--- Point annotations for photos ---
Start

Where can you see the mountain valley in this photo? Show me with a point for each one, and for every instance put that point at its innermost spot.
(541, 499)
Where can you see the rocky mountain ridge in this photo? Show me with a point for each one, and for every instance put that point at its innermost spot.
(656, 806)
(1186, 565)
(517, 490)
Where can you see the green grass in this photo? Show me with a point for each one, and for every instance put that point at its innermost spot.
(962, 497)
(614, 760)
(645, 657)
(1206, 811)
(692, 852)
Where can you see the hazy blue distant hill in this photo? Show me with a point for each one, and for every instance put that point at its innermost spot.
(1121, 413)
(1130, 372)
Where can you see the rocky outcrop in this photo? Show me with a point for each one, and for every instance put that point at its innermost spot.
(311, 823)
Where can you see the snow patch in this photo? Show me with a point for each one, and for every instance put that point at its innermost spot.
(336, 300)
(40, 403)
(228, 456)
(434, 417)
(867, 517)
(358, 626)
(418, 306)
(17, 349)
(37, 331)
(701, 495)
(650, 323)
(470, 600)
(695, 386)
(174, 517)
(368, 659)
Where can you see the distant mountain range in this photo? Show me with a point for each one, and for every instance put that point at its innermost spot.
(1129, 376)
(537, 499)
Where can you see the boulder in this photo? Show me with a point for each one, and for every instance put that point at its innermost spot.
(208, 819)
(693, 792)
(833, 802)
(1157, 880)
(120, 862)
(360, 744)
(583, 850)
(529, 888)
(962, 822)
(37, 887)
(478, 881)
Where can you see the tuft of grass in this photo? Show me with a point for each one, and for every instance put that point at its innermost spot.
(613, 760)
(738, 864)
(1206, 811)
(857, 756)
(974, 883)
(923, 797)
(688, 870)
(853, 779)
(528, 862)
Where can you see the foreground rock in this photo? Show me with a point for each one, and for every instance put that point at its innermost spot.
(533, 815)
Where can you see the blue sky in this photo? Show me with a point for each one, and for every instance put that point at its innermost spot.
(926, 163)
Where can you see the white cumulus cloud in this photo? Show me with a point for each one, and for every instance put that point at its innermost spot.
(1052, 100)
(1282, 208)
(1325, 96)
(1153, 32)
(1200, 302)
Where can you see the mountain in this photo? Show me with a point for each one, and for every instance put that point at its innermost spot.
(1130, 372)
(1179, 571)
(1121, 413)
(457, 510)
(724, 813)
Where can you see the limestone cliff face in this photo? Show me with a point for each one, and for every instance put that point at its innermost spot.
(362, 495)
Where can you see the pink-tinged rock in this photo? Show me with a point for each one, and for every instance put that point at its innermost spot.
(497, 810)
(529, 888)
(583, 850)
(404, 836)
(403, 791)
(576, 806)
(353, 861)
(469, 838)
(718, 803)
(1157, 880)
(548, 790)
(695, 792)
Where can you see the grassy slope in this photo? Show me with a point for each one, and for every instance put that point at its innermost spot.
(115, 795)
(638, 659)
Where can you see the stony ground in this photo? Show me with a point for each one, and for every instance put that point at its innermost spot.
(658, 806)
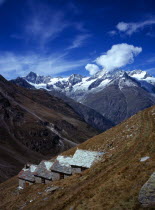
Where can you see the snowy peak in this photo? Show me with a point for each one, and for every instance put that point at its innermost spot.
(75, 78)
(37, 79)
(76, 85)
(139, 74)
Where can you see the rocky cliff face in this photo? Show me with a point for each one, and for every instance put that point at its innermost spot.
(34, 126)
(115, 95)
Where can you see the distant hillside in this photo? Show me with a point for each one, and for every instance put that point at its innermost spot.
(112, 183)
(35, 125)
(116, 95)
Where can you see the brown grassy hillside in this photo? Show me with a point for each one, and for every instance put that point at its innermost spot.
(112, 183)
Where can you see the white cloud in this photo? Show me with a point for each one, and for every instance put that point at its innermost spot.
(130, 28)
(79, 40)
(13, 65)
(118, 56)
(2, 1)
(112, 33)
(92, 68)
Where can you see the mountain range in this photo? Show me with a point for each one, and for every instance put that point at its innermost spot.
(116, 95)
(35, 125)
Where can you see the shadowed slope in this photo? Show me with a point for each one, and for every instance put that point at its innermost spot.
(35, 125)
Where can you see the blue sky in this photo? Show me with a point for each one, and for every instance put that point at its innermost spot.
(63, 37)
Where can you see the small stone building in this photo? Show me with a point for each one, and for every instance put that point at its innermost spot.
(26, 176)
(43, 173)
(62, 167)
(84, 159)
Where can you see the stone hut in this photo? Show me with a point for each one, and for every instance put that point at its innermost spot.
(62, 167)
(84, 159)
(26, 176)
(43, 173)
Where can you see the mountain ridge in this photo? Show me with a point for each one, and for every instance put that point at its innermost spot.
(96, 91)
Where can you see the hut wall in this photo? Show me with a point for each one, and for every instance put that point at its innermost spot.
(47, 181)
(22, 183)
(55, 176)
(65, 176)
(76, 170)
(38, 179)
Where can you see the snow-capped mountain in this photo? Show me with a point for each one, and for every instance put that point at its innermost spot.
(75, 86)
(116, 95)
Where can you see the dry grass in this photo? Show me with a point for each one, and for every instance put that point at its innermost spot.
(112, 183)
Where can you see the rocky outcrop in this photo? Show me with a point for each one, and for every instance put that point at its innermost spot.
(147, 193)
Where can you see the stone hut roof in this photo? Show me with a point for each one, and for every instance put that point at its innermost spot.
(85, 158)
(28, 174)
(62, 165)
(43, 169)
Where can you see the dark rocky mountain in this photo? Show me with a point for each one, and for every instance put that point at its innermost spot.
(35, 125)
(91, 116)
(122, 98)
(88, 114)
(22, 82)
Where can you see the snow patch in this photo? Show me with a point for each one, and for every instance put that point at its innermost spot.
(85, 158)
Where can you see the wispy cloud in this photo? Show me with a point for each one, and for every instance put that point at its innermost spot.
(132, 27)
(52, 64)
(2, 1)
(118, 56)
(151, 60)
(79, 41)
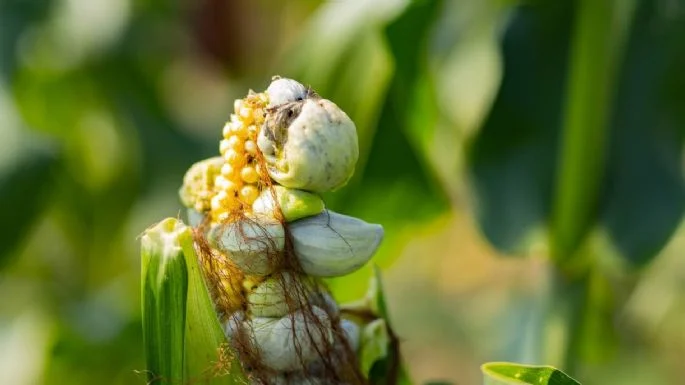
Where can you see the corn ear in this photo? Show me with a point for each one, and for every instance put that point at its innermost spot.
(163, 298)
(205, 344)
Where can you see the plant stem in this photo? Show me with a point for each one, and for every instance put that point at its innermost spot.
(578, 300)
(600, 28)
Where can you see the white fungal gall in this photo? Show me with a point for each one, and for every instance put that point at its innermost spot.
(315, 149)
(198, 183)
(232, 324)
(253, 244)
(270, 298)
(284, 90)
(290, 342)
(332, 244)
(294, 204)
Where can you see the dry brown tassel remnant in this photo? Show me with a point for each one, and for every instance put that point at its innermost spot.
(266, 239)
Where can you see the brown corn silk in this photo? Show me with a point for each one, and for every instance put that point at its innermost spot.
(229, 286)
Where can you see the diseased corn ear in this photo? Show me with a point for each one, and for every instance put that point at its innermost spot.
(163, 296)
(208, 358)
(287, 343)
(294, 204)
(332, 244)
(253, 244)
(309, 145)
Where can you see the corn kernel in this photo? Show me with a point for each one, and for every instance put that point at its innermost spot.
(224, 145)
(250, 147)
(249, 174)
(226, 185)
(246, 115)
(235, 143)
(219, 200)
(227, 171)
(234, 158)
(248, 194)
(237, 105)
(226, 131)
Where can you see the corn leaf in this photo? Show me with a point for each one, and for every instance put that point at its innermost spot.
(164, 291)
(206, 349)
(504, 373)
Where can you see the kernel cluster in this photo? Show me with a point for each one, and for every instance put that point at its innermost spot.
(237, 185)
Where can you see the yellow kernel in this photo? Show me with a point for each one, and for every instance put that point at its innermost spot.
(258, 113)
(227, 171)
(226, 131)
(224, 145)
(246, 115)
(220, 216)
(250, 147)
(249, 193)
(219, 200)
(226, 185)
(235, 158)
(249, 174)
(235, 143)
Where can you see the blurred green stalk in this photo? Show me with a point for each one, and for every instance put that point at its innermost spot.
(600, 31)
(163, 297)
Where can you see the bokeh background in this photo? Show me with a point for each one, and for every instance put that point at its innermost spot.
(462, 109)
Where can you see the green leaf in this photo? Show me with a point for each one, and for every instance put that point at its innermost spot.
(598, 37)
(25, 183)
(163, 297)
(644, 192)
(380, 357)
(204, 339)
(632, 181)
(503, 373)
(513, 157)
(404, 118)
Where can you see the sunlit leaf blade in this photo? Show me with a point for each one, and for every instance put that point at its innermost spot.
(380, 357)
(513, 160)
(164, 292)
(401, 117)
(25, 184)
(644, 197)
(205, 343)
(503, 373)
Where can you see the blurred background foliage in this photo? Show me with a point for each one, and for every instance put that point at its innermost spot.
(551, 130)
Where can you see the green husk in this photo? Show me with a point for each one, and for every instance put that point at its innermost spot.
(163, 297)
(206, 348)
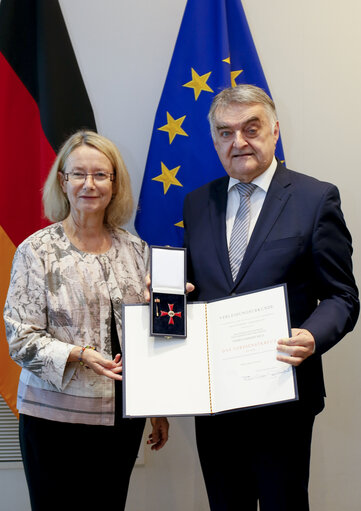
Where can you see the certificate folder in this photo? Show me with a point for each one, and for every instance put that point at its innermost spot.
(227, 362)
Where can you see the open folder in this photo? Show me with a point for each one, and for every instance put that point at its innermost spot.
(227, 362)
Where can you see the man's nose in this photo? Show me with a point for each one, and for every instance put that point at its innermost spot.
(239, 140)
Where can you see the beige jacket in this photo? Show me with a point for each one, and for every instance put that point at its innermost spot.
(60, 297)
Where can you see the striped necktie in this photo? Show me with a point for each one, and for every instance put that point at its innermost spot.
(239, 235)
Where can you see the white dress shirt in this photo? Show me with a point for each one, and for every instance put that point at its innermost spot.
(257, 199)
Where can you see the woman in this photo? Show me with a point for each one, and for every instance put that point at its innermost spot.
(63, 323)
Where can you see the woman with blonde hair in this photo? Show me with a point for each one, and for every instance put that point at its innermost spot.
(63, 324)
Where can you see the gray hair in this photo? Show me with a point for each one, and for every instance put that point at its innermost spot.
(55, 201)
(243, 94)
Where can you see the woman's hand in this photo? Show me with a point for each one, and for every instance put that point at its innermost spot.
(159, 434)
(99, 364)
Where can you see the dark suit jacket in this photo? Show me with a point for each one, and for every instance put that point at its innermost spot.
(300, 239)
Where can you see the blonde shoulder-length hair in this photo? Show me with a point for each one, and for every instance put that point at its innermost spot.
(55, 201)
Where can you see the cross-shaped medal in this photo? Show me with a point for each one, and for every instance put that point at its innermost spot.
(171, 314)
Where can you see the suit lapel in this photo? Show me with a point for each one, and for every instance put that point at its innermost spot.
(276, 199)
(217, 210)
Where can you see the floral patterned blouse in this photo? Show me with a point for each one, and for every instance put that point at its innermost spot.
(60, 297)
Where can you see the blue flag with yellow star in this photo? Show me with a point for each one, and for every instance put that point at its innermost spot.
(214, 50)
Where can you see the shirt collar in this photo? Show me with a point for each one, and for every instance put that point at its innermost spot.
(262, 181)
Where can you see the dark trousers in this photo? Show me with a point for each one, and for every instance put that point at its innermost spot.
(75, 466)
(257, 455)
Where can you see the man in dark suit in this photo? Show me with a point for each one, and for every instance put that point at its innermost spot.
(296, 235)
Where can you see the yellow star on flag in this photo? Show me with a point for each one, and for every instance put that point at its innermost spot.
(198, 83)
(234, 75)
(173, 127)
(167, 177)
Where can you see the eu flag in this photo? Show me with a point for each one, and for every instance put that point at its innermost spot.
(214, 50)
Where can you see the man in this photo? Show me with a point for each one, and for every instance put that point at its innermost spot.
(295, 234)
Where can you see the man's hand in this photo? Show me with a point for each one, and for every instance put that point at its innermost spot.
(294, 350)
(159, 434)
(189, 288)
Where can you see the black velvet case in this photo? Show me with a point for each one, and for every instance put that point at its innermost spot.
(168, 309)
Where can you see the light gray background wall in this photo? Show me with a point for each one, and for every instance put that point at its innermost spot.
(310, 52)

End

--- PROBLEM ---
Put the stretch from the line containing "Where can you see the man in this" through the end of the records into a JSON list of strings, one string per line, leaving out blank lines.

--- OUTPUT FOR THIS EXERCISE ---
[
  "Where can you see the man in this photo? Show me with a point for each one, and for every instance put that point at its innermost spot.",
  "(295, 234)",
  "Where can you see the man's hand in this photo? Show me with a point for each one, and for every instance put that point at its innermost spot.",
  "(294, 350)",
  "(159, 434)",
  "(189, 288)",
  "Where can you see the black velvet case in this photo? Show me with a point for each one, and for every instance put that point at its innermost spot.",
  "(168, 309)",
  "Where can you see the light gray background wall in this photo? Show me with a point for each one, and for every instance put that point at its innermost spot.",
  "(310, 52)"
]